The quarter also saw a 9% rise in sales on the previous quarter, with revenue of $1.06 billion, up 16% from the first nine months of last year.
Santos CEO David Knox said its Gladstone LNG project was still on budget and on track to deliver first LNG next year.
The company shipped 23 LNG cargoes in the quarter, after PNG LNG production reached full capacity in late July.
The ramp-up also led to sales gas, ethane and gas to LNG production of 60.4 petajoules for the quarter, which was 9% higher than the corresponding quarter last year.
Total sales for these three elements jumped 37% to $483 million for the quarter.
PNG LNG had gross gas production of 92.3PJ (Santos share 12.5PJ) measured at the inlet of the LNG plant, with 2.56MMbbl gross condensate production measured at the Kutubu entry point.
Santos also completed drilling the eight Hides development wells in the quarter, with the Hides produced water disposal well also successfully cased and completed.
Work is underway to redefine the Hides reservoir model using the results from all its wells.
The Hides F1 (Hides Deep) exploration well was spudded earlier this month.
At GLNG, first gas was introduced into the gas transmission pipeline this week and the final GLNG train 2 module has been delivered to Curtis Island, with successful hydro-testing of the second LNG tank.
However, lower domestic gas nominations dropped gas production from GLNG. Gross average daily production from the Fairview field during the quarter was 79 terajoules per day.
“The field was produced to meet domestic nominations with the remaining production injected into storage,” Santos said.
The quarter also saw a significant gas-condensate discovery at Lasseter in the Browse Basin, first oil from its Dua project in Vietnam and the acquisition of exploration acreage offshore Malaysia and Vietnam.
In Malaysia, 3D seismic resulted in two significant drilling opportunities with the first well expected to spud in the 2014 fourth quarter.
Higher production at its Chim Sao project and the start-up of Dua combined with higher production in Western Australia to push quarterly crude oil production up 13% from the previous quarter, with 2.4MMbbl produced, fetching an average price of $115 per barrel, 10% lower than the corresponding quarter.
It was no surprise given lower oil prices and indeed lower realised oil prices partially offset higher sales volumes, Santos said, noting that total crude sales revenues of $470 million for the quarter were 3% lower than the previous quarter.
“Oil production was higher due to improved floating production, storage and offtake vessel operating efficiency and first production from the Dua field,” Santos noted.
“The first Dua well was brought online in July with the remaining two wells online by late September.
“Average gross oil production for the quarter from the combined Chim Sao and Dua fields was 25,511 barrels per day.”
The company’s net entitlement to oil production in Q3 was up 33% to 756,200bbl, with net entitlement gas production 0.6PJ.

== == ==

According to the report, how many LNG cargoes did Santos ship in the quarter?

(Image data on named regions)
== == ==

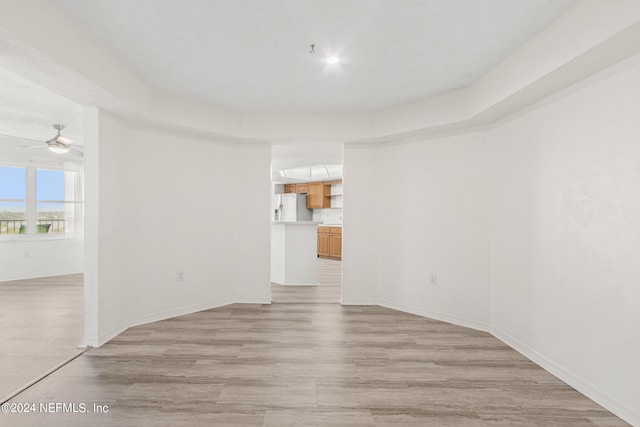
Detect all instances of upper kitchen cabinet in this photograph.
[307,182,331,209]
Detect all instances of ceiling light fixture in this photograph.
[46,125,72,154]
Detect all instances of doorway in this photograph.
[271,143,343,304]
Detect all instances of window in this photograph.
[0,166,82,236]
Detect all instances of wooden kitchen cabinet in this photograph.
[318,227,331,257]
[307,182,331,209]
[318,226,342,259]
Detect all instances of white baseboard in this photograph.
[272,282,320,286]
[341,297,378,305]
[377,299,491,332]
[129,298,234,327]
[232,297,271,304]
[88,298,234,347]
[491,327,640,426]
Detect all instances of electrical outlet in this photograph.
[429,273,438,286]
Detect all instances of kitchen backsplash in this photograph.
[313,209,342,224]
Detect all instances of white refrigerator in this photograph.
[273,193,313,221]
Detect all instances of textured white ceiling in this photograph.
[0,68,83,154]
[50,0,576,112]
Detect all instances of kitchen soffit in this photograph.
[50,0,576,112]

== == ==

▶ Answer to the exercise
23 LNG cargoes.